**Vorliegender Text**
* * * *

Gastbeitrag zur Eignungsdiagnostik von Philip Winter auf PERSOBLOGGER.DE

Wie Sie Ihre Personalauswahlentscheidungen sofort optimieren können – Praxistipps Recruiting

Bewerbungsratgeber gibt es wie Sand am Meer. Die Zielgruppe der Jobsuchenden ertrinkt nahezu in einer unüberschaubaren Flut an Informationen. Viele davon sind wenig hilfreich und zielführend. Für Personaler umgekehrt gibt es vergleichsweise wenig. Dabei lassen sich sehr schnell Erfolge bei der Optimierung der eigenen Personalauswahlentscheidungen erzielen. Wertvolle Praxistipps – zur Abwechslung mal ohne den Einsatz von Software und Algorithmen – finden Sie gleich hier:

Personalauswahl ist fast überall optimierbar

Dass unsere Auswahlentscheidungen im Recruiting durchaus optimierbar sind, habe ich bereits im Beitrag „Untaugliche Personalauswahlmethoden – Personaler, verlost Eure Jobs!“ ausführlich dargestellt. Darin bin ich auch sehr kritisch mit den bei Personalern im Recruiting vorhandenen Kompetenzen umgegangen. Gerade in kleinen und mittelständischen Unternehmen ist Recruiting nur ein Teilaspekt für die üblicherweise crossfunktional arbeitenden Personalreferenten. Der Aufbau von Expertenwissen in Richtung Personalauswahl ist daher vergleichsweise schwierig.

* * * *

**Datensätze**
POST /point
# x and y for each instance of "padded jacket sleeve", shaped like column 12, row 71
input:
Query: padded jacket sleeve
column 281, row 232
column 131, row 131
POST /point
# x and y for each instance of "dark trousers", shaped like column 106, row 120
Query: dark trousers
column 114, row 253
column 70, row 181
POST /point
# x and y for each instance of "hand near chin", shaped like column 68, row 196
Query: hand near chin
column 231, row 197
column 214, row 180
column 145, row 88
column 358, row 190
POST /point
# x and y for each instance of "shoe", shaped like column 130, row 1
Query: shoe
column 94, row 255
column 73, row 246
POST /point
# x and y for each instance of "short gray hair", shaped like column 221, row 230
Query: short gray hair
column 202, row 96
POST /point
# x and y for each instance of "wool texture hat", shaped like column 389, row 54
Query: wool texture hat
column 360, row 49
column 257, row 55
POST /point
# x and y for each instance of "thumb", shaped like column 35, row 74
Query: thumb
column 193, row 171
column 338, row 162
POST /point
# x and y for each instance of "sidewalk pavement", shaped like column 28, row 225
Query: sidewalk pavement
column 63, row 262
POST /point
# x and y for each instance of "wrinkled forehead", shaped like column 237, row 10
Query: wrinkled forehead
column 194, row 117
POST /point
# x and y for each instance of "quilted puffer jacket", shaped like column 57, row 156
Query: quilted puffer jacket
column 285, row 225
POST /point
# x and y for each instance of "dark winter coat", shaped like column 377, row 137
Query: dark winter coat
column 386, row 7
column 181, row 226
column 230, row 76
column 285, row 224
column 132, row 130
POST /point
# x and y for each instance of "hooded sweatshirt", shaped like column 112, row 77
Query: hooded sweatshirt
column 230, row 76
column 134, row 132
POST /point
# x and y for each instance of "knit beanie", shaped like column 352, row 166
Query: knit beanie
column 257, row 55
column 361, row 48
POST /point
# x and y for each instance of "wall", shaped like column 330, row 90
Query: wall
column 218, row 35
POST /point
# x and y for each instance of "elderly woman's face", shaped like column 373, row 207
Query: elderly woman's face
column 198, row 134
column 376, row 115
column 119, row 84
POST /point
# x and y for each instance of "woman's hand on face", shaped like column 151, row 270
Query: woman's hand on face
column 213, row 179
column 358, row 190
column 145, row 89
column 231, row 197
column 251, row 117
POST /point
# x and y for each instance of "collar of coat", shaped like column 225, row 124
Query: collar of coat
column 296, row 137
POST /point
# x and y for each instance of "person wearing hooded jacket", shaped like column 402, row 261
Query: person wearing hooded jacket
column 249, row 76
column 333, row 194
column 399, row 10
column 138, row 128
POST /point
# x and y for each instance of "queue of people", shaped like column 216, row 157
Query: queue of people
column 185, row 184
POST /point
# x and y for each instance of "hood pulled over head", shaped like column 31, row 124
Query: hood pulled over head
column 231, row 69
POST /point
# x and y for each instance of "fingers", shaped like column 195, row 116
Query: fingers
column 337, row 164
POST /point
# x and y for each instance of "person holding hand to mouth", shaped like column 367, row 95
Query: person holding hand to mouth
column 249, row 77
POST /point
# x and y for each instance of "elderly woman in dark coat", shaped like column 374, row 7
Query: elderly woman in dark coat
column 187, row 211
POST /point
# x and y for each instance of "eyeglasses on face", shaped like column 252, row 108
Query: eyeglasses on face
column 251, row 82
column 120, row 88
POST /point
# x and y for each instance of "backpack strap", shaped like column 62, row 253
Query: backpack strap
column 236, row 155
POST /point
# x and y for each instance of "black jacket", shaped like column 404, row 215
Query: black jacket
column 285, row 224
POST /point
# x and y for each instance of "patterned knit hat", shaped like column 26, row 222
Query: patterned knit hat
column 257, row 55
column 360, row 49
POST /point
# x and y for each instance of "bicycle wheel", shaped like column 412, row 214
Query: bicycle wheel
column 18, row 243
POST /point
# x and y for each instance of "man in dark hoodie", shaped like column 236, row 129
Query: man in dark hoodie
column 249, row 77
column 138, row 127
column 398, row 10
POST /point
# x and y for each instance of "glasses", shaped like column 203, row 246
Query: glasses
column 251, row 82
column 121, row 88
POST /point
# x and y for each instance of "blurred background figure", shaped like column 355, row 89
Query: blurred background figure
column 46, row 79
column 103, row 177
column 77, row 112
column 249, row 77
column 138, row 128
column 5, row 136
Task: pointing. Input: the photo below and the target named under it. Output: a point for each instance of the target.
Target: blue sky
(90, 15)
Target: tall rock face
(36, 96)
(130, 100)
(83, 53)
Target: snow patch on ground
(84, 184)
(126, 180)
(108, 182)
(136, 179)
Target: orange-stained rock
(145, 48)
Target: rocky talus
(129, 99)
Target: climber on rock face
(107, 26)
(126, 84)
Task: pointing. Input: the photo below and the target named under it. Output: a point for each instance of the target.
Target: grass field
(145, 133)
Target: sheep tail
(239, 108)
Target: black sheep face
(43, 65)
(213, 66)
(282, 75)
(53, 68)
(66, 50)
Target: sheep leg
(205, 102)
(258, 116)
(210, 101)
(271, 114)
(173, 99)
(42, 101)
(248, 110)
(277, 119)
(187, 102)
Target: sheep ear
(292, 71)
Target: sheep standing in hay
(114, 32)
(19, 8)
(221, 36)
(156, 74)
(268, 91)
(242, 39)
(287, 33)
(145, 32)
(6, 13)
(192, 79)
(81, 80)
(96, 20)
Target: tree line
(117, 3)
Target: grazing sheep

* * * *

**Gestellte Aufgabe**
Schreiben Sie den Text über Personalauswahl im Recruiting im Anschluss an seinen letzten Satz weiter. Die Auflistung ist eigenständiges Material und gehört nicht zum Text über Personalauswahl.

**Lösung**
Die Qualität der Bewerbungen entscheidet

Es mag etwas platt klingen, aber einer der größten Hebel für eine Optimierung der eigenen Auswahlentscheidungen ist das bewusste Erhöhen der qualitativ geeigneten Bewerber. Ein Vorgehen nach dem Motto „viel hilf viel“ oder „je mehr Bewerbungen, desto mehr Auswahl, desto besser“ ist dagegen wenig hilfreich. Das Gegenteil ist der Fall, wie nachfolgende Grafik aufzeigen soll:

Wahrscheinlichkeit bei Personalauswahlentscheidungen die beste Wahl zu treffen
Quelle: eigene Darstellung

Die Anzahl der geeigneten Bewerbungen steigern

Die linke Teilgrafik zeigt den Optimalzustand. Schaffen Sie es, nur passende Bewerber anzulocken und zur Abgabe einer Bewerbung zu motivieren, so liegt Ihre Trefferquote bei der Personalauswahl bei 100%. Und zwar egal wie gut oder schlecht Ihre Methoden zur Auswahl sind. Das dürfte aber eher in den wenigsten Fällen realistisch sein.

Die Teilgrafik in der Mitte soll eine hälftige Verteilung von geeigneten und ungeeigneten Bewerbungen darstellen. Sie haben bei Ihrer Auswahl auch hier bereits über die statistische Wahrscheinlichkeit eine Erfolgsquote von 50%.

Die Verteilung rechts dürfte in den meisten Unternehmen vermutlich eher die Realität sein. Passt eine von 12 Bewerbungen, so liegt Ihre zufallsbedingte Erfolgsquote nur noch bei etwas über 8%. Die restlichen fast 92% müssen Sie selbst durch einen sehr hohen Qualitätsanspruch bei der Personalauswahl bezwingen.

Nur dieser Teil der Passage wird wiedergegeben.